[Opening PROVIDED TEXT section]
According to Dr Gorriz, Standard Chartered are also improving its operational efficiency and resilience by using the best-in-class security, privacy, and compliance delivered through cloud infrastructure.
“We are pleased to collaborate with AWS as a long-term strategic cloud provider and take advantage of their broad portfolio of cloud services and proven expertise to bring secure cloud solutions to the financial services industry,” he said.
Adopting a cloud-first approach makes our vision for next generation financial services – like virtual banking, next-generation payments, open banking, and banking as a service – a reality, noted Bhupendra Warathe, CTO, Cloud Transformation at Standard Chartered.
“A significant number of Standard Chartered’s flagship applications, like our core banking system, eBBS, global payment system, SC Pay, as well as our new digital banking services, Mox and nexus, are already cloud-native. We look forward to our continued partnership with AWS to deliver new products and solutions to our clients across the 60 markets we serve,” he said.
Earlier in November the banking giant announced beginning in early 2021, employees in those nine markets – UK, US, Hong Kong, Singapore, UAE and Global Business Services Centres in Poland, Malaysia, China and India – will be able to apply for a formal flexi-working arrangement. Subsequent phases are expected to be offered in Q4 2021 and by mid-2022, with precise details on which markets will be included in phases two and three to be confirmed.
Employees will have the option to select both time (number of hours and/or days) and location flexibility; this could be Standard Chartered premises, a near-office premises, or from home. Additionally, the Bank is partnering with a third party to provide additional ‘near-home’ workspace. It is anticipated most employees will fall into a hybrid pattern, i.e. some days in the office and some days working from home, but a number will prefer to spend 100 per cent of their time either at home or in a Standard Chartered office. Work undertaken by some employees will also not permit them to work from home.
[Closing PROVIDED TEXT section]
[Opening PROVIDED DATA section]
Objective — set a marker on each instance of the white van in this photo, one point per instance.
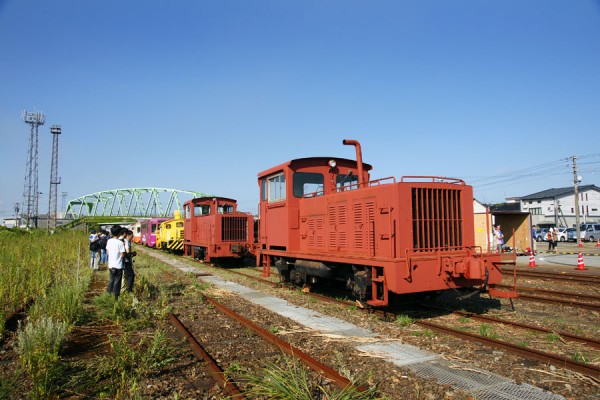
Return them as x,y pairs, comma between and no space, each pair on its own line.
590,232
[Closing PROVIDED DATA section]
» QUESTIONS ON THE MATERIAL:
(1) Could you reproduce the part of the Standard Chartered text that begins at the words "According to Dr" and stops after "through cloud infrastructure.", word for word?
(2) Can you take the Standard Chartered text further, starting after its last sentence?

» TASK RESULTS:
(1)
According to Dr Gorriz, Standard Chartered are also improving its operational efficiency and resilience by using the best-in-class security, privacy, and compliance delivered through cloud infrastructure.

(2)
Phase one markets are approximately 54 per cent of the Bank’s total employee population. In subsequent phases the goal is to implement flexi-working options across at least 70 per cent of the Bank and 50 per cent of its markets by the end of 2021 (approximately 60,000 employees across 30 markets) and achieve 90 per cent coverage across both by 2023; equating to approximately 75,000 colleagues in 55 markets.
Over the course of 2020 Standard Chartered Bank, in common with many organisations, has learned to push the boundaries of what it means to work virtually, while proving that it is still possible to deliver the highest standards for clients. The Bank acknowledges, however, that the enforced absence from the office has highlighted the huge benefits that employees and clients obtain from face-to-face interaction.
Taking on board what has been learned, the Bank intends to implement a hybrid approach, combining virtual and office-based working with greater flexibility in working patterns and locations. During October 2020, employees in nine phase one markets were asked to state their preferences for how they want to work flexibly via an expression of interest form, with the overall degree of flexibility to be offered determined by business needs and individual choices.
Rather than simply offering flexible working (which the Bank had in many markets before Covid-19), this process of collecting employee preferences was accompanied by a review of all jobs – where and how they can be done and building an assessment of flexibility at that level – which showed that more than 80 per cent are suitable for more flexible working.